[A run of records]
■ ■ ■ ■ ■
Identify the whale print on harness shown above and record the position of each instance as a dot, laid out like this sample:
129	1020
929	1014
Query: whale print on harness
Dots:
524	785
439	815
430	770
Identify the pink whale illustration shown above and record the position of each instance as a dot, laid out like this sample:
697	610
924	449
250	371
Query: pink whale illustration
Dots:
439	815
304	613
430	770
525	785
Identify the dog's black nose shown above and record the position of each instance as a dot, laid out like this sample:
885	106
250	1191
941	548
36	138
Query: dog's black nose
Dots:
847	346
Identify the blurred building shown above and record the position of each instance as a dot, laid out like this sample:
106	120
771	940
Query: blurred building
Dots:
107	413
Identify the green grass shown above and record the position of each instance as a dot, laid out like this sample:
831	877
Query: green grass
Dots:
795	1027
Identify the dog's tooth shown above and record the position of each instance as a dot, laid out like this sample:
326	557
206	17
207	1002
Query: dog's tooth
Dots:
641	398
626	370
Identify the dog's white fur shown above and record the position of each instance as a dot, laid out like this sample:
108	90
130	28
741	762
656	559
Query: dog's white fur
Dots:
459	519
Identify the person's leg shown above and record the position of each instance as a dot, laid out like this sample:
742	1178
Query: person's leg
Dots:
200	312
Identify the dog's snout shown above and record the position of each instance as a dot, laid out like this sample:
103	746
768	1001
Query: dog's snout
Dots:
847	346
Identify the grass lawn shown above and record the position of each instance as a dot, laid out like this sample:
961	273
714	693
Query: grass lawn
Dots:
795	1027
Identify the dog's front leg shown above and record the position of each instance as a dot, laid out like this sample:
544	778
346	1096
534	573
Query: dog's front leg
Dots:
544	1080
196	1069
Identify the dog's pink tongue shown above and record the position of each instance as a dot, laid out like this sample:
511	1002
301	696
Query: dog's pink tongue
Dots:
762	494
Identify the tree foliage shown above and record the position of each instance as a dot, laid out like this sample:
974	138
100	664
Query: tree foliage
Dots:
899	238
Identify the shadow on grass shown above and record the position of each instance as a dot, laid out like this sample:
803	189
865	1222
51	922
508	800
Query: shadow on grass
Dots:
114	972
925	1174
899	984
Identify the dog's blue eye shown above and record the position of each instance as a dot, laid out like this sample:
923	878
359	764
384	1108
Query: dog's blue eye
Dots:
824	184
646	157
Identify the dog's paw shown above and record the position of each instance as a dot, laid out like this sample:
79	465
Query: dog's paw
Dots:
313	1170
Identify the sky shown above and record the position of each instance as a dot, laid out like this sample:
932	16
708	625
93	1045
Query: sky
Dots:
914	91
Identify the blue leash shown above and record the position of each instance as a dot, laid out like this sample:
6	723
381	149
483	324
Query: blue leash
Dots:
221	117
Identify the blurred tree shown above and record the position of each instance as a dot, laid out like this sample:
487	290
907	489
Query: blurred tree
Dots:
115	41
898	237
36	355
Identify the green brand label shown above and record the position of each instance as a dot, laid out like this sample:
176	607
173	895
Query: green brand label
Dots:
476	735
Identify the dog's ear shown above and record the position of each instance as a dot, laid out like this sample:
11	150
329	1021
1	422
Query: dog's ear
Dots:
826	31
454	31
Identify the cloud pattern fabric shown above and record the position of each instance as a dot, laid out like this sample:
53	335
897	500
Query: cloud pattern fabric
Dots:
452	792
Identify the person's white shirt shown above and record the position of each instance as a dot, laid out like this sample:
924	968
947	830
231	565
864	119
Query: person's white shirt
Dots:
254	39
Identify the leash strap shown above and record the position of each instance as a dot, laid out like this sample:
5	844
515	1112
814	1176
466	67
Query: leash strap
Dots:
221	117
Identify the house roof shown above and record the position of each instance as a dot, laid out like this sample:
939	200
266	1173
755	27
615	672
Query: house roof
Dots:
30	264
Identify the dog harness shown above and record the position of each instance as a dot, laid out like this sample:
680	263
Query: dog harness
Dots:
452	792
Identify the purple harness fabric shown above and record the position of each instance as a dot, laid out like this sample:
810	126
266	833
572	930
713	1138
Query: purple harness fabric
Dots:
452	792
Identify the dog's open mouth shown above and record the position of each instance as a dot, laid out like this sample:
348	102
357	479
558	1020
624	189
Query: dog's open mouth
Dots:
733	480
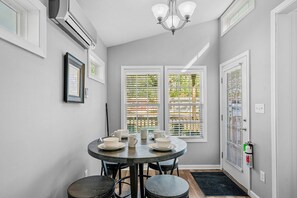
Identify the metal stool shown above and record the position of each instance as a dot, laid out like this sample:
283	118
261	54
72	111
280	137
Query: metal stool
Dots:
166	186
111	169
164	166
92	187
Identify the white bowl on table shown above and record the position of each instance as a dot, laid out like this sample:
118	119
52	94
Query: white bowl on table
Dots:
111	142
163	142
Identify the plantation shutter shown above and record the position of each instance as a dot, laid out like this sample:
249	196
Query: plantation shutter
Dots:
185	112
142	100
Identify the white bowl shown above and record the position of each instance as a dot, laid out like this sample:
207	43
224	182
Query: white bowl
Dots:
163	142
125	132
111	141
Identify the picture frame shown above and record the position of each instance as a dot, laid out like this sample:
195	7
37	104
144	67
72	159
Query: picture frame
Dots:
74	79
96	67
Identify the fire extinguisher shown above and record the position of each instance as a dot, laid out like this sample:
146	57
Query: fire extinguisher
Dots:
248	149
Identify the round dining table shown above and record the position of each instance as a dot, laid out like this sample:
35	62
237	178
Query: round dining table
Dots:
136	156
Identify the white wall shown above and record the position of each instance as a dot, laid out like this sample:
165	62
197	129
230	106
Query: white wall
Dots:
253	33
43	141
179	49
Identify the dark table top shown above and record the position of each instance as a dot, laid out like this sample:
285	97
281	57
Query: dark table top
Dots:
139	154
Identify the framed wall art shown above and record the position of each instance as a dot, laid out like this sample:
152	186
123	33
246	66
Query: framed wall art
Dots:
74	79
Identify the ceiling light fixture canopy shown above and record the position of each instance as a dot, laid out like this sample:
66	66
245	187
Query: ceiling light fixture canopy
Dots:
172	18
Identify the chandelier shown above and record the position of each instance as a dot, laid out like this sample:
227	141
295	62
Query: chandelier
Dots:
170	17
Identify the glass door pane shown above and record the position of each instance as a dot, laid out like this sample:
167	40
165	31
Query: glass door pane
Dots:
234	118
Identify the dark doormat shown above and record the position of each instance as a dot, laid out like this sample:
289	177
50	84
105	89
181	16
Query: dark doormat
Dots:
217	184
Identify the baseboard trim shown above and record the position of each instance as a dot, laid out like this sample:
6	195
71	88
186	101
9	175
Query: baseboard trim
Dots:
188	167
201	167
253	195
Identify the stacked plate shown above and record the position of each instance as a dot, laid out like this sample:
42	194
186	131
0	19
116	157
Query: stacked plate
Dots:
117	146
155	146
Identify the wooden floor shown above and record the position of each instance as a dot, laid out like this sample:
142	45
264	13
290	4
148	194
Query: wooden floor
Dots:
195	191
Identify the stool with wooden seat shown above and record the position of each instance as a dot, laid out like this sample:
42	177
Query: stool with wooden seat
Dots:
92	187
166	186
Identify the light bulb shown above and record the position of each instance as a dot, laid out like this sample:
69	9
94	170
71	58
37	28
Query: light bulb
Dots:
187	8
160	10
172	21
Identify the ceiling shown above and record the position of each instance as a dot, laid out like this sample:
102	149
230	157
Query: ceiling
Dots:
122	21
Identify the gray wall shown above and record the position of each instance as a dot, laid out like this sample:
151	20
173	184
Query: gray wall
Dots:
286	73
253	33
179	49
43	140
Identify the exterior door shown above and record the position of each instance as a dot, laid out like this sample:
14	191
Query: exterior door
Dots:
235	117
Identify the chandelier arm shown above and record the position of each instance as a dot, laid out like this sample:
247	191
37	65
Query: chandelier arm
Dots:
178	14
168	13
165	27
182	25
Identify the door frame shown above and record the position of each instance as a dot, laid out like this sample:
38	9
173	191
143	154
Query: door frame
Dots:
285	7
246	55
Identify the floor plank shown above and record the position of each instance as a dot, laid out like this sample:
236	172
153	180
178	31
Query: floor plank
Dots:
195	191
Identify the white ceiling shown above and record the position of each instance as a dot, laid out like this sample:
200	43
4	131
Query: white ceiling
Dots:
122	21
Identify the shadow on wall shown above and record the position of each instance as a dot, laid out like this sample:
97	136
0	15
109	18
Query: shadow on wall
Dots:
67	170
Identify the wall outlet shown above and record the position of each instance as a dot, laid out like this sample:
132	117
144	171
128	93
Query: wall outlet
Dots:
262	176
259	108
86	173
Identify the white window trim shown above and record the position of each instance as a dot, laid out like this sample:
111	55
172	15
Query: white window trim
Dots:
230	11
21	42
140	69
203	71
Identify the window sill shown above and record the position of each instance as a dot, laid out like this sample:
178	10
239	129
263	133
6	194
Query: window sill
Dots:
192	139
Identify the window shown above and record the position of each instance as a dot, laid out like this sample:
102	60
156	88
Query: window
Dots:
185	96
183	107
23	23
235	13
141	98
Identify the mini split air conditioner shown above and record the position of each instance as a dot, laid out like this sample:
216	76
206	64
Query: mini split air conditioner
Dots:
69	16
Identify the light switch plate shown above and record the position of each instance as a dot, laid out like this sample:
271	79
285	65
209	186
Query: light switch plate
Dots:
259	108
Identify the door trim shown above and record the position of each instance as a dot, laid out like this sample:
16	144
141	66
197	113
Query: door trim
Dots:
285	7
246	55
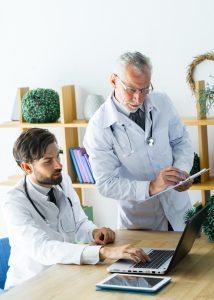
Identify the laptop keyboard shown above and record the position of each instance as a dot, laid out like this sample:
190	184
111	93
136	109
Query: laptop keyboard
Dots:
158	257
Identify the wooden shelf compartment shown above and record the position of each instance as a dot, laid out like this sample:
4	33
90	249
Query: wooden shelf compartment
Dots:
197	122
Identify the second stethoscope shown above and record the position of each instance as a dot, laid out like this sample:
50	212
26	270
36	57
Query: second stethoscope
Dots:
149	140
36	208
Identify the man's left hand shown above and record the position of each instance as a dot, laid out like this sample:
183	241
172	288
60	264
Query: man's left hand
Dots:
185	186
103	236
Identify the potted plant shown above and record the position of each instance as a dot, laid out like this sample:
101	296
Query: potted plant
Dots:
205	95
208	224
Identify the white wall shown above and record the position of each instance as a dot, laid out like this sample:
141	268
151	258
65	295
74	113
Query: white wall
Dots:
50	43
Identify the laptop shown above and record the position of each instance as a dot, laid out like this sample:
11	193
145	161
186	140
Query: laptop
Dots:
164	260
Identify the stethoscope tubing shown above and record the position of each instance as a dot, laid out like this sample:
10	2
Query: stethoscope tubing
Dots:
149	139
36	208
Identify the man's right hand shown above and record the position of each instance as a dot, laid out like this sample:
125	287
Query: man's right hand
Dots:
125	252
167	177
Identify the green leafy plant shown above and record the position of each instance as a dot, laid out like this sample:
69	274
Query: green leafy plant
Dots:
208	225
196	167
192	211
206	99
41	106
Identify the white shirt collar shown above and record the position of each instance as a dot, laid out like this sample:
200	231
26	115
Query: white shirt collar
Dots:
41	189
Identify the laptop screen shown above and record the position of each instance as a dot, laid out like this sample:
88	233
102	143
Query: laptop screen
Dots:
190	233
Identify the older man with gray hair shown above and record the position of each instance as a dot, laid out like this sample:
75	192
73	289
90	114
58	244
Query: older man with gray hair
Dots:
138	147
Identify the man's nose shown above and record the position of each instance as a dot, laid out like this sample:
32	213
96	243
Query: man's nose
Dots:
138	97
57	164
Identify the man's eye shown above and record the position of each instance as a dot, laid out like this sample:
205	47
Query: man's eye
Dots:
132	90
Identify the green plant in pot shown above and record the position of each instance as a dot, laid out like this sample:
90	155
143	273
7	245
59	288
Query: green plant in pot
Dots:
196	168
206	99
41	106
208	224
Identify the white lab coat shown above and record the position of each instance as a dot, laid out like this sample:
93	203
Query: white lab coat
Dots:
36	244
123	163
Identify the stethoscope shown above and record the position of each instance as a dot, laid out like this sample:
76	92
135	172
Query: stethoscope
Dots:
149	140
36	208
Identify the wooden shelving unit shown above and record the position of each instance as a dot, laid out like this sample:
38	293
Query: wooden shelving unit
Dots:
68	124
207	182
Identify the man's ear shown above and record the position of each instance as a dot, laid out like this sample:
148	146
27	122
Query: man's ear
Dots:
113	80
26	167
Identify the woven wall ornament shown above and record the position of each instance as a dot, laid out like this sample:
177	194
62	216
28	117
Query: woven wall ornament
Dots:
41	106
197	60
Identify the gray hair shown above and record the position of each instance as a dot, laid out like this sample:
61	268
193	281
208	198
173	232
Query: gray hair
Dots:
134	58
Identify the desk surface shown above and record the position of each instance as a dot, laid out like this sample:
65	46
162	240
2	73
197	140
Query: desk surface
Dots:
191	279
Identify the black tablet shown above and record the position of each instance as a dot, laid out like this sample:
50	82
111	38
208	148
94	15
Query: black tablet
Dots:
130	282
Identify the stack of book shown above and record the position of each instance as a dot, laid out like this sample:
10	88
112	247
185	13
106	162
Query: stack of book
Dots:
81	164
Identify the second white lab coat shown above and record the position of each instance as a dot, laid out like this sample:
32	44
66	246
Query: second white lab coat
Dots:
123	163
37	244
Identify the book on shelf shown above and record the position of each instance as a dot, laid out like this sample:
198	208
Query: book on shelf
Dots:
82	164
76	165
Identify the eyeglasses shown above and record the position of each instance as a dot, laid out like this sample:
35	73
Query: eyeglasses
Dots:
133	91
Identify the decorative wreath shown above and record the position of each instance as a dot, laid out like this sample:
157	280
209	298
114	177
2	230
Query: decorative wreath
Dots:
198	59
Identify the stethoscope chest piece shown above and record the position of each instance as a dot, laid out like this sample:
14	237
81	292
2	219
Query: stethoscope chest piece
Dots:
150	141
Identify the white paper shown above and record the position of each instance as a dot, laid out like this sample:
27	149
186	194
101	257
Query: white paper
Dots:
190	178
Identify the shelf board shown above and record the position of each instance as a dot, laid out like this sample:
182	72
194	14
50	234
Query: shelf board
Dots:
10	124
17	124
84	185
197	122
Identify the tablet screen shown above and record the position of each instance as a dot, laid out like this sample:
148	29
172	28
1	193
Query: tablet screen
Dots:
133	281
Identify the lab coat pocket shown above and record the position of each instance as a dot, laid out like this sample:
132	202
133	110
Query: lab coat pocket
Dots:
122	143
67	224
162	147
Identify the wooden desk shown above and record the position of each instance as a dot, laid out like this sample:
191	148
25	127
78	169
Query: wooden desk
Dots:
192	279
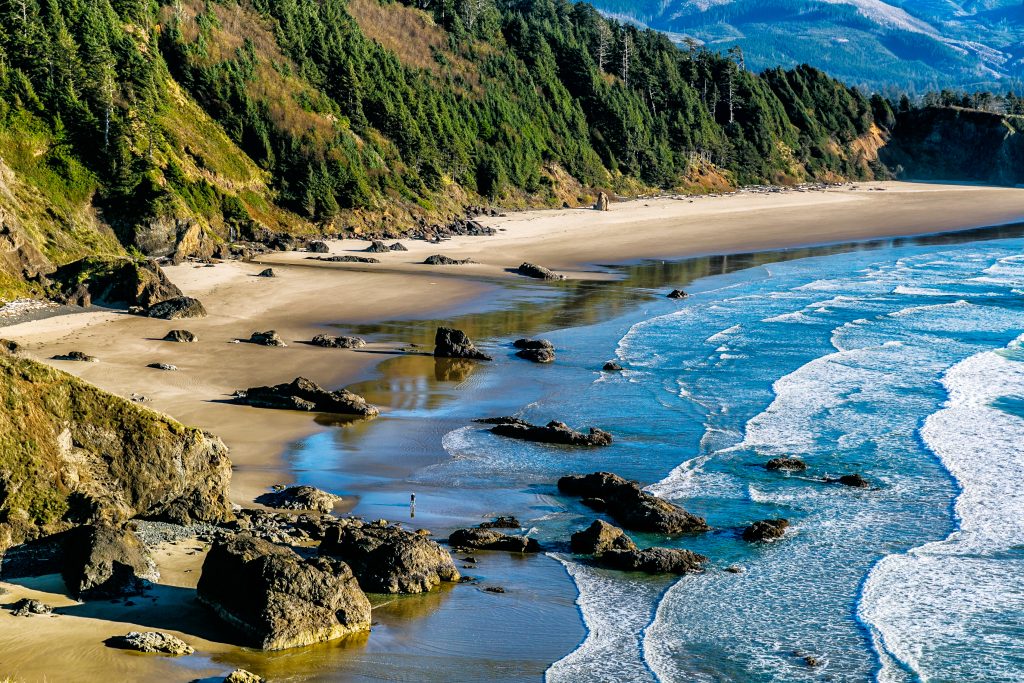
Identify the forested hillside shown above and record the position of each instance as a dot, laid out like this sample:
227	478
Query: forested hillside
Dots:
127	124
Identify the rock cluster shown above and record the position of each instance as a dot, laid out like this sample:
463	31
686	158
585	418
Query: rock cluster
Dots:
450	343
303	394
276	598
629	505
538	271
389	559
329	341
538	350
554	432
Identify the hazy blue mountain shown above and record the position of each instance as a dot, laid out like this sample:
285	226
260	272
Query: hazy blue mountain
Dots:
921	44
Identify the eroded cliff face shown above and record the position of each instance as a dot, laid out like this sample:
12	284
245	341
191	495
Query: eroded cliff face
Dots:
72	454
951	143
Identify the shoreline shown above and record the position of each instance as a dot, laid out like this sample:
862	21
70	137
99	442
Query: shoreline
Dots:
310	297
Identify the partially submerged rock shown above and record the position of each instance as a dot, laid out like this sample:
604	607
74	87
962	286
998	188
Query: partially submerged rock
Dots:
785	465
631	506
486	539
152	641
538	350
329	341
177	308
300	498
600	538
303	394
276	598
388	559
450	343
766	529
268	338
653	560
554	432
180	336
538	271
105	561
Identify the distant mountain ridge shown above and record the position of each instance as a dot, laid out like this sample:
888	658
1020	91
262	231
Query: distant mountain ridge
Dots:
905	44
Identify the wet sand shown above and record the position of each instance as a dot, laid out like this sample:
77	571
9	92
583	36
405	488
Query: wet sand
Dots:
453	633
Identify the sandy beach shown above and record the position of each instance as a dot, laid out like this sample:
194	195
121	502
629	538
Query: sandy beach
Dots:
309	297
■ ■ ■ ■ ■
Reproduce the records from the line containing "Identify the lab" through the end, swapping "instance" for "occurrence" and keeping everything else unchanged. Leave the pictures out of your answer.

Identify the lab coat pocket shown above and record the position of each occurrence as a dot, laid out like this sample:
132	202
133	110
Query: lab coat pocket
Dots:
122	143
67	224
162	147
Identify the wooden desk shown above and record the position of each occurrence as a dot, laid out like this sample:
191	148
25	127
78	169
Query: wooden desk
Dots:
192	279
Identify the forested hillside shown above and record the position of each occurrence as a dot, laid out like this sample:
227	478
Query: forested hillside
Dots:
127	124
Identify the rock cluster shown above and record the position of each occurrence as a dot, laid out like this sample:
463	31
686	158
585	418
Query: rock cluster
Dots:
450	343
303	394
276	598
629	505
538	271
389	559
329	341
538	350
554	432
Identify the hazy blue mountain shown above and record the position of each occurrence as a dot, laid out like this sample:
285	226
260	272
Query: hazy blue mountain
Dots:
921	44
Identify the eroded cliff face shown above and record the position of each occurrence as a dot, laid out like this sample:
12	284
245	341
191	495
Query: eroded cliff face
Dots:
72	454
951	143
Identify the shoreline shown above and record the position of each occurrence as a dot, laid out like this sample:
862	21
70	137
99	442
Query: shoreline
Dots:
310	297
Identify the partially submerged rock shown above and record the position of each occurrence as a dot, laid out like this sample:
604	607
74	87
962	286
998	188
Query: partially submerged rock
Dots:
785	465
631	506
486	539
152	641
538	350
329	341
177	308
300	498
600	538
303	394
276	598
388	559
450	343
766	529
268	338
653	560
554	432
180	336
538	271
105	561
Identify the distant mountain ridge shown above and record the position of each occurrence as a dot, laid out like this sample:
888	658
1020	91
262	231
Query: distant mountain ridge
Dots:
905	44
Identify the wet sand shown above and record the position of each occurrence as a dot, laid out like this sample:
77	571
9	92
583	36
405	488
Query: wet sand
Dots:
453	633
Identify the sandy beach shown above and record the position of each occurrence as a dot, laid out like this sample:
194	195
121	502
629	538
Query: sandy beach
Dots:
309	297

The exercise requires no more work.